TASK REQUIREMENTS: Copy each record below faithfully, leaving out images.
BEGIN SUPPLIED RECORDS
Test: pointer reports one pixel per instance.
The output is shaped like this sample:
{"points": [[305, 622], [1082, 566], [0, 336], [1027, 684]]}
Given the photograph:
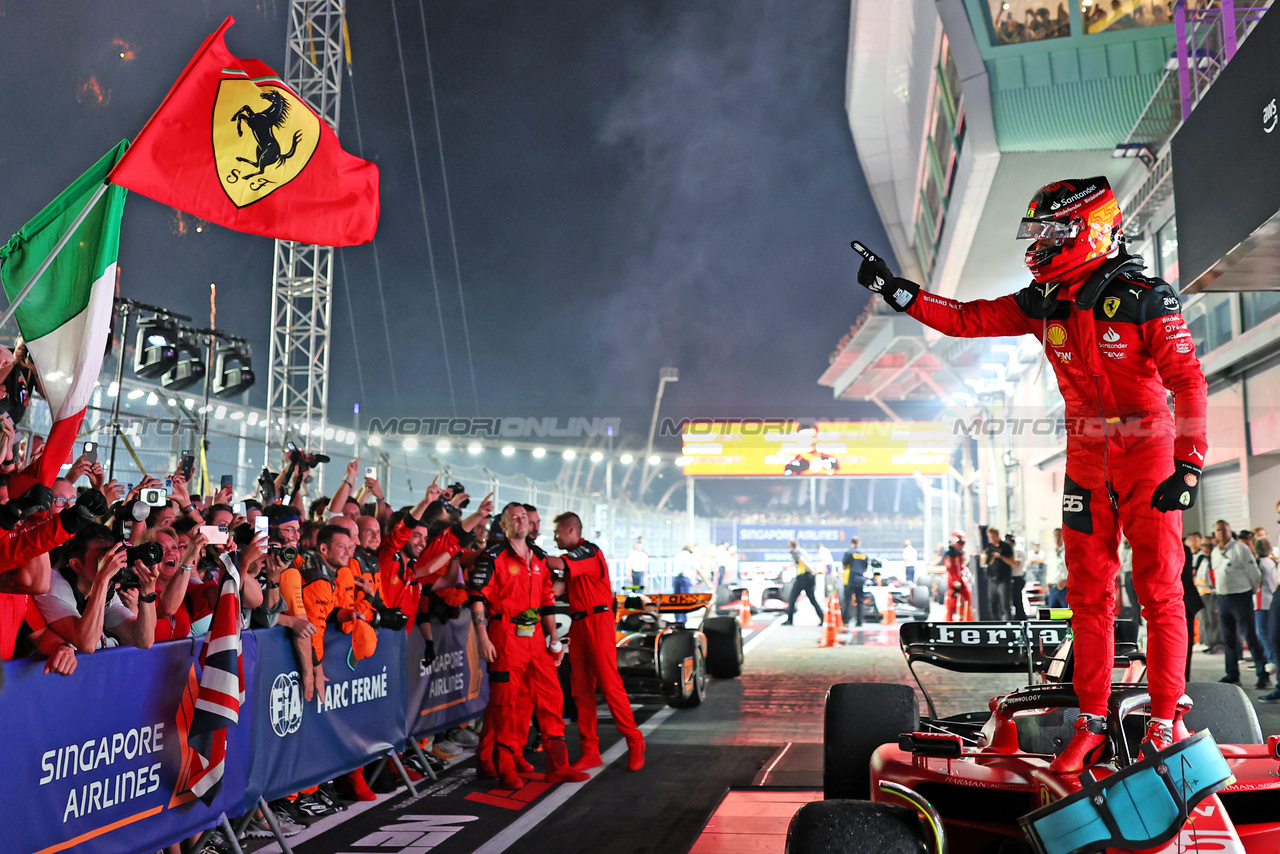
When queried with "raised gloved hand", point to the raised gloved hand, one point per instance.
END SUPPLIED RECORDS
ANSWER TO THIS EXERCISE:
Test: pointer reports one pixel per instance.
The output is shaped like this sample:
{"points": [[305, 622], [1082, 566], [0, 336], [1027, 684]]}
Given the photograph:
When queried with "raised gloved hand", point to the raised gloved hand, one point per instance.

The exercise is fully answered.